**Work required**:
Restate the listing below word for word. No picture belongs in the result.

**Excerpted data**:
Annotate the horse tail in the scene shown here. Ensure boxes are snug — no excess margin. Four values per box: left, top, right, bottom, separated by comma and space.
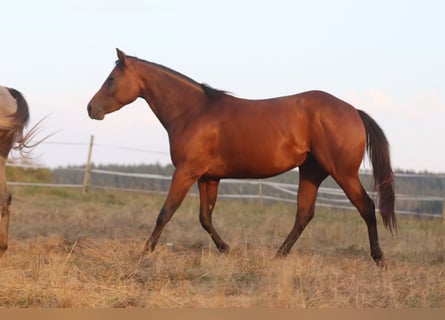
7, 88, 30, 125
357, 109, 397, 234
4, 88, 31, 151
1, 88, 48, 156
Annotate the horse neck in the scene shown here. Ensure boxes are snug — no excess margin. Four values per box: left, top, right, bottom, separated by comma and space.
136, 61, 206, 131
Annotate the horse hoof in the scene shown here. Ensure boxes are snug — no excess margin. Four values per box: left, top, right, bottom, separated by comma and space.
374, 258, 386, 268
0, 245, 7, 258
217, 243, 230, 254
274, 247, 290, 258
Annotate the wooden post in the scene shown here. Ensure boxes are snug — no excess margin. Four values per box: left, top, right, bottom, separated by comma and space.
442, 198, 445, 224
82, 135, 94, 194
259, 179, 264, 209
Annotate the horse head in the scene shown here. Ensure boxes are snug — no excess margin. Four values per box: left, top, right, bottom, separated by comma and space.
87, 49, 142, 120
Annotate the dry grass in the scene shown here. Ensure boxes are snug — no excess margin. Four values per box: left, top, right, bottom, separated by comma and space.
0, 187, 444, 307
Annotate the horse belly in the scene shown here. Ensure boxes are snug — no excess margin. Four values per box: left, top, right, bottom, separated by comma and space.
209, 136, 308, 179
189, 101, 309, 179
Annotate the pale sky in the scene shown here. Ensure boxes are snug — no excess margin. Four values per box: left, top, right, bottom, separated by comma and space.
1, 0, 444, 172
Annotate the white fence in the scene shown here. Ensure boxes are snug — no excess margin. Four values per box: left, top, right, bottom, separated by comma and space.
6, 136, 445, 220
92, 168, 444, 219
7, 164, 445, 220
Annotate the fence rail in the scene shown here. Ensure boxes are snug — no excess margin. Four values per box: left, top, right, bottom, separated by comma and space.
7, 165, 444, 220
6, 135, 445, 221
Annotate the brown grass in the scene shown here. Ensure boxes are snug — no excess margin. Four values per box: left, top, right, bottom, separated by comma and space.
0, 187, 444, 307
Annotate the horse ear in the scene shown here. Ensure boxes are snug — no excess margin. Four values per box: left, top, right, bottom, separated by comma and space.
116, 48, 127, 66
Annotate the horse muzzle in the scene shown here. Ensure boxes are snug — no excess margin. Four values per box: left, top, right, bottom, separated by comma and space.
87, 104, 105, 120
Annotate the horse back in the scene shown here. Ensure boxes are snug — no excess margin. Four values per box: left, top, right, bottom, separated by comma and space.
175, 90, 364, 179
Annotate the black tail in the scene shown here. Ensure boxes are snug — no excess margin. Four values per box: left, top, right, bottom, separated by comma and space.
7, 88, 30, 125
6, 88, 30, 147
4, 88, 48, 156
357, 110, 397, 233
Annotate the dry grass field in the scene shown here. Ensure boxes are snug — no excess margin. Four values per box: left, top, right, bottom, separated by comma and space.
0, 186, 444, 307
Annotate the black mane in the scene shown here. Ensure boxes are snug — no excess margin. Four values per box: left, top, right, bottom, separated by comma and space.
201, 83, 228, 99
118, 56, 229, 99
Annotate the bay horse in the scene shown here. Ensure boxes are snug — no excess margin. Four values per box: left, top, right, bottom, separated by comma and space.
87, 49, 396, 266
0, 86, 31, 257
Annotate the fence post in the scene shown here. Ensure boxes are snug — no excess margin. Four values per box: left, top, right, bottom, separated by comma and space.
258, 179, 264, 208
82, 135, 94, 194
442, 198, 445, 224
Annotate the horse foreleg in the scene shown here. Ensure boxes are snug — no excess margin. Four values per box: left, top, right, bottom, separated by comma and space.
0, 191, 11, 257
0, 162, 11, 258
276, 162, 327, 257
198, 179, 229, 253
143, 168, 196, 254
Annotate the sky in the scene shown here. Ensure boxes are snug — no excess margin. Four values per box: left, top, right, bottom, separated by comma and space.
1, 0, 444, 172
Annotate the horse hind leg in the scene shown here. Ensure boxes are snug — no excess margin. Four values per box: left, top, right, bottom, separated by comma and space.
276, 161, 328, 257
335, 174, 384, 266
198, 179, 229, 253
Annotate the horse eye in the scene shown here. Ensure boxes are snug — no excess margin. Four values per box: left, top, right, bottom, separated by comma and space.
108, 77, 114, 82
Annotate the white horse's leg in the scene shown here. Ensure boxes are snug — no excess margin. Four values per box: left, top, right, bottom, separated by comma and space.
0, 155, 10, 257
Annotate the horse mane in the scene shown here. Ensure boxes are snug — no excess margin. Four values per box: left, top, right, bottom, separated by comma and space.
201, 83, 228, 99
118, 56, 229, 100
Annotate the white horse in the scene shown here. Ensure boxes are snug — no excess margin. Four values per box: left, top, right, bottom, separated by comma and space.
0, 86, 30, 257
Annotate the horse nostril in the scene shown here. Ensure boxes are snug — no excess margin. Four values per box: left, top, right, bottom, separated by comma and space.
87, 104, 92, 115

**Task output**:
Annotate the horse tail in the scene shown here. Ensure boxes are snug — no excess margin. Four values per box: left, top, right, bottom, separated by comma and space.
7, 88, 30, 125
357, 109, 397, 234
4, 88, 31, 151
1, 88, 48, 156
Annotate the horse neck in the scene shown here. Ensure boxes are snug — no excess margin. Four values per box: left, top, right, bottom, separated by comma and space.
136, 61, 206, 131
Annotate the horse hoof in the scene shown here. Ensure boxes are snug — no excess margin. Four values per box: left, top, right, bottom, separated by comma and space.
374, 258, 386, 268
0, 245, 7, 258
217, 243, 230, 254
274, 247, 290, 258
Annotate the wooden post in the scene shown here. Ensure boxes are snug — no excess margin. Four values per box: left, top, right, bottom, separated by comma and space.
442, 198, 445, 224
82, 135, 94, 194
259, 179, 264, 209
Annotate the horse head in the scene shown here. Ensure boxes are snug — no excess margin. Four values per box: left, top, right, bottom, separated by comma and space.
87, 49, 142, 120
Annotate the dry grass in the scene shown here. Ensure boxes are snug — no excess margin. Four values per box: left, top, right, bottom, separated by comma and space.
0, 187, 444, 307
Annotate the horse belly in the scene shown here. Ensure boxes are snug — no excess margin. Four values per box: left, top, right, bottom, separated by comma and space.
209, 136, 308, 179
189, 101, 309, 179
Annotate the pale sky in the scene shown here. Ensure boxes are snug — no excess margin. Four values per box: left, top, right, bottom, separated by comma and space.
1, 0, 444, 172
Annotate the white fence in the scene shown here. Ensure boxes are snug — no excess margin. Four values per box: left, top, right, bottom, separated by comma and space.
6, 136, 445, 220
92, 168, 444, 219
7, 164, 445, 220
Annotate the fence rail in the scene shown here. Ensure boxes are snug — no excess margin. Four values per box: left, top, right, bottom, separated by comma and space.
7, 165, 444, 220
6, 135, 445, 221
Annotate the brown grass in the scene shown here. Ensure boxes are snug — no excess margin. Four values per box: left, top, right, bottom, separated by comma and space.
0, 187, 444, 307
Annotate the horse ear in the scene shown here. Ensure boxes are snug — no excess margin. Four values per box: left, top, right, bottom, separated by comma and space.
116, 48, 127, 66
Annotate the horse muzzle in the scene shown here. Ensure boxes are snug — no excess margin. Four values per box: left, top, right, bottom, separated by comma and space.
87, 104, 105, 120
Annotate the horse back in the scene shown here. Ensure boxes are snug — no excess margin. Four values per box: left, top, right, bottom, separated by comma and space.
175, 90, 364, 179
Annotate the black tail in the scene shown here. Ensure boxes are snug — no excess margin. Four values per box: left, top, right, bottom, separated by comma and space.
7, 88, 30, 125
6, 88, 30, 147
4, 88, 48, 156
357, 110, 397, 233
Annotate the dry grass field in the scene shown here. Ensure boxes are snug — no excess margin. Four values per box: left, top, right, bottom, separated by comma and space.
0, 186, 444, 307
Annotate the black mane in the scene shown here. Ensure boxes are snug — no excess margin. Four values per box: left, top, right, bottom, separated by comma and space.
201, 83, 228, 99
118, 56, 229, 99
Annotate the bay horse in the scene shown here. Ensure boxes are snug — no excess margin. Four values per box: left, top, right, bottom, separated by comma and space.
87, 49, 396, 266
0, 86, 31, 257
Annotate the fence post in the scene shown here. Ensure boxes are snug — no excess margin. Four values per box: left, top, right, bottom, separated by comma and space.
258, 179, 264, 208
82, 135, 94, 194
442, 198, 445, 224
Annotate the horse foreleg in the scene shown here. Ensure boxes are snug — no excess margin. Four values per box: left, top, right, bottom, separated by comma and space.
0, 191, 11, 257
0, 162, 11, 258
276, 162, 327, 257
198, 179, 229, 253
143, 168, 196, 254
Annotate the sky in the scene shown here. Ensure boxes are snug — no excess margin. Four values per box: left, top, right, bottom, separated by comma and space.
1, 0, 444, 172
Annotate the horse hind leg in the scene shown here. Ensure boxes are snug — no excess margin. Four values per box: left, top, right, bottom, separated by comma and space.
276, 161, 328, 257
335, 174, 384, 266
198, 179, 229, 253
Annotate the horse eye in the scene shown here. Ensure boxes are snug — no excess margin. Four values per box: left, top, right, bottom, separated by comma and space.
108, 77, 114, 82
Annotate the white horse's leg in the scene shown here. Ensure boxes are snug — no excess margin. Four values per box: left, top, right, bottom, separated by comma and space.
0, 155, 10, 257
Annotate the horse mane in the scene shown here. Ensure boxes are snug — no excess margin. Four values per box: left, top, right, bottom, separated by comma and space.
201, 83, 228, 99
118, 56, 229, 100
Annotate the white horse in the scene shown here. Ensure boxes are snug — no excess margin. Four values per box: left, top, right, bottom, separated by comma and space.
0, 86, 30, 257
Annotate the horse nostril in the scene shown here. Ensure boxes are snug — no excess margin. Four values per box: left, top, right, bottom, separated by comma and space.
87, 104, 92, 115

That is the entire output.